## SELECTION
· · · · · · ·

The screenshot was from a Nuvi 360.

I'll get more interior pics once I get her back, hopefully soon.

JT2


----------



## acf69 (Oct 2, 2006)

jeftrz said:


> I'll get more interior pics once I get her back, hopefully soon.
> 
> JT2


:thumbup:


----------



## fidozoom (Dec 28, 2004)

The photo of the aiplane crossing is hilarious! Where was that at?

Congrats on ur car! I am picking up a monaco blue 335 in a couple of days :bigpimp:



jeftrz said:


> After arriving in Munich ~8:15AM Monday morning I was greeted by Rolph's friend Peter Zeidler. Peter also works for BMW and was a good driver in his 330Cd Cabriolet. We made it to the Munich Plant in plenty of time for my 9:30 tour.

· · · · · · ·

Stored items
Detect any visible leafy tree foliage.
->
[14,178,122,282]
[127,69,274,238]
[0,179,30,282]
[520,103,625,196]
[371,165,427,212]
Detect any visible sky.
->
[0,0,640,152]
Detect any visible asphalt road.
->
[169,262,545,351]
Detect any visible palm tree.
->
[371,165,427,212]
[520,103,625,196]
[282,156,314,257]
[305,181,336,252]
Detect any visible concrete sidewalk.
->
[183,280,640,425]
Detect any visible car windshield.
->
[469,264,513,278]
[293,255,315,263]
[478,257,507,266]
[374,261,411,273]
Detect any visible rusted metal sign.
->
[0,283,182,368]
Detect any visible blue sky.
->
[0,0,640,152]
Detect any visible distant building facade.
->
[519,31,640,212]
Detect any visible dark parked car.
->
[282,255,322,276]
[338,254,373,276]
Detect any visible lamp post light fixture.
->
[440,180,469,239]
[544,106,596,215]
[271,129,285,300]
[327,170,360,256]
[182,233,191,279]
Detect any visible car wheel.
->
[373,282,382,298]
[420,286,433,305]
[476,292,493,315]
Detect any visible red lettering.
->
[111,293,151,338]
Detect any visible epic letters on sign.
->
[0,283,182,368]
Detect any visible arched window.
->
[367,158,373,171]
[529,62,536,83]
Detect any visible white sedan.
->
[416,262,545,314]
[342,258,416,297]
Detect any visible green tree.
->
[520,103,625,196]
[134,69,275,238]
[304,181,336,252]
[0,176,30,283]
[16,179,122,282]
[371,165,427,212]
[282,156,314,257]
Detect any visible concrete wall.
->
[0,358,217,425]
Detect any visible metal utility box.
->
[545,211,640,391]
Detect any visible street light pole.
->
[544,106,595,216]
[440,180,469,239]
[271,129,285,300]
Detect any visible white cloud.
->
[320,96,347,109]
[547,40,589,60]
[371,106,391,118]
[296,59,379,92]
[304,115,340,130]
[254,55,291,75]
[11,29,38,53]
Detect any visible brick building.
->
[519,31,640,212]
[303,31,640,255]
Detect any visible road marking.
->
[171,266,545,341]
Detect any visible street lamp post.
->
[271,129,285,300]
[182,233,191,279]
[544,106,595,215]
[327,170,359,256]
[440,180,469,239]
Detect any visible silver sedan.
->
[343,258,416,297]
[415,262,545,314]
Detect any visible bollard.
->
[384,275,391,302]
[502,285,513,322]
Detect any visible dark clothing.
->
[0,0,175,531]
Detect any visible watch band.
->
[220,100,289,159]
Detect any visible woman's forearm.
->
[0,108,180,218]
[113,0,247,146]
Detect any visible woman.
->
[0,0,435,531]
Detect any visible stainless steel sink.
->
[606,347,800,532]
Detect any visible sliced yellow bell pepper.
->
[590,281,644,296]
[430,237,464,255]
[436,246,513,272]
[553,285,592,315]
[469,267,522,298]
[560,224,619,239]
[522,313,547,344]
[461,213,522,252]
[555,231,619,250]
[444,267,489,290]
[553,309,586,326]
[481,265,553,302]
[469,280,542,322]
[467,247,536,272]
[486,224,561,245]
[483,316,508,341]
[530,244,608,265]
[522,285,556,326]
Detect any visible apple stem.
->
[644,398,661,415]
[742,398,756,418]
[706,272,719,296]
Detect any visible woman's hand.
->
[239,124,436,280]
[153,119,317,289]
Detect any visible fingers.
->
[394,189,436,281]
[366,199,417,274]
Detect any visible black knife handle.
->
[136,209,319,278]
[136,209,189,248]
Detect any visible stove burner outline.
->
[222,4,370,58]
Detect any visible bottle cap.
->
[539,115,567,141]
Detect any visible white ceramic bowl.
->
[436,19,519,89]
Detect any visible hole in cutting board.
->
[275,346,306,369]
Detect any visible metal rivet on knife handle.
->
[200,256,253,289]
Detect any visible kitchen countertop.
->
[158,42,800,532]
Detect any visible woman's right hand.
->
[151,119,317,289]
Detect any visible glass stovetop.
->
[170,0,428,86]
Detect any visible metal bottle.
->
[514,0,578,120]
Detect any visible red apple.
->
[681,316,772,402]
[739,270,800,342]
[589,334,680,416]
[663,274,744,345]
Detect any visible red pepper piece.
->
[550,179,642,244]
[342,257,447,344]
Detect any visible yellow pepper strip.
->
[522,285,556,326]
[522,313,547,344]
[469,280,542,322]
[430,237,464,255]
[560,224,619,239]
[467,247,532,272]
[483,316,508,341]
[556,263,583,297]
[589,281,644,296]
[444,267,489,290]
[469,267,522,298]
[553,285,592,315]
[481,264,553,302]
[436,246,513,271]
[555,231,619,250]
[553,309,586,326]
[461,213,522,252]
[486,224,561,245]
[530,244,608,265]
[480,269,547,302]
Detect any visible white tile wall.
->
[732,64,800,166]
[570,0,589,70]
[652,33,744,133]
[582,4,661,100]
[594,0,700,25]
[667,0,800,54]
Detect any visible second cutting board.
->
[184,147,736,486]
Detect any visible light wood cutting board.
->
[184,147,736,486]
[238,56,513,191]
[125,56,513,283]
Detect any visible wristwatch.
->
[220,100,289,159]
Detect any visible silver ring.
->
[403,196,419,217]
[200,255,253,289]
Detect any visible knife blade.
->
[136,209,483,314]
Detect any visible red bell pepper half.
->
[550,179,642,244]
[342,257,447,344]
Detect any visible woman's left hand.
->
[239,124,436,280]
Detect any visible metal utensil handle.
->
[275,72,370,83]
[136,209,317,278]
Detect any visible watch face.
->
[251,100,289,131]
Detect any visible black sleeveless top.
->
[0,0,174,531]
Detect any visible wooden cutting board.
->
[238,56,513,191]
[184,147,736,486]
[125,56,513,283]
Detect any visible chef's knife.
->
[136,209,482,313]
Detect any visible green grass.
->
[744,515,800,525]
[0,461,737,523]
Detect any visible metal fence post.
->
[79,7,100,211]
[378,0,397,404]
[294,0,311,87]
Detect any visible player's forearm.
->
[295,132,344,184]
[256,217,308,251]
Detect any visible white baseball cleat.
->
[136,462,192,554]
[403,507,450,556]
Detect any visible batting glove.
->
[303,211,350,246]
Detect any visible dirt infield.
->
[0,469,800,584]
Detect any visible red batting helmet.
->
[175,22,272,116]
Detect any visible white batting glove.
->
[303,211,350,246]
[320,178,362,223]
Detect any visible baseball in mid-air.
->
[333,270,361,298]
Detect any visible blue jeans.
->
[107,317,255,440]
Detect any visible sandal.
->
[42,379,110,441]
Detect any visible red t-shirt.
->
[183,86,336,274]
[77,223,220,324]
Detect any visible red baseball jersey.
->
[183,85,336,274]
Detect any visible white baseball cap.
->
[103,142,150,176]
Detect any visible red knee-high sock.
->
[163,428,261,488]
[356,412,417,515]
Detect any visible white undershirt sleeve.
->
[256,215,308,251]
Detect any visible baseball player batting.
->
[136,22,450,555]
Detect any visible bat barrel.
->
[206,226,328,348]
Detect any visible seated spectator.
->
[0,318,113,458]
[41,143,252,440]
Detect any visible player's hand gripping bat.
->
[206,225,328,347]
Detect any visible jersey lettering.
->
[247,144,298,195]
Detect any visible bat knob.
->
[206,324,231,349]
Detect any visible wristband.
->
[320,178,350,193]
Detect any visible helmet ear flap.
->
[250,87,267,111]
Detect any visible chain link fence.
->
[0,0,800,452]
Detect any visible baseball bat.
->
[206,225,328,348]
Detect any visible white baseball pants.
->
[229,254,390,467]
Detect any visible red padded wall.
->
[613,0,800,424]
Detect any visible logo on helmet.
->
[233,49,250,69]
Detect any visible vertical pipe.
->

· · · · · · ·

## SET EXERCISE
Resume the forum thread about picking up a BMW in Munich, starting right after its last sentence.

## WRITTEN ANSWER
> 
> I was very impressed by the plant tour. I'd previously been in many US automakers plants and the Bimmer plant seemed much more modern with higher tech equipment and fewer employees in a smaller space.
> 
> ...


----------



## jeftrz (Apr 11, 2006)

*Where?*



fidozoom said:


> The photo of the aiplane crossing is hilarious! Where was that at?
> 
> Congrats on ur car! I am picking up a monaco blue 335 in a couple of days :bigpimp:


The airstrip was near Cugy Switzerland.
I pulled off the highway to get gas and nearly ran into it when the GPS directed me across the runway...The crossing gate (as shown in the sign below the plane pic) was down so I didn't make it across the runway.

I thought about trying to get closer to the plane's for some pics once the gate lifted but didn't want to cause an international incident!
JT2


----------



## vrrooom (Dec 31, 2005)

The swiss airforce actually uses highways for dispersion runways I have seen fighter jets parked just off the road in an exercise we ran into. They had set up a refueling stand, mini tower and radar along the side of the road.


----------



## JayK330 (Feb 11, 2006)

jeftrz said:


> Thought I'd post three short videos from my recent ED.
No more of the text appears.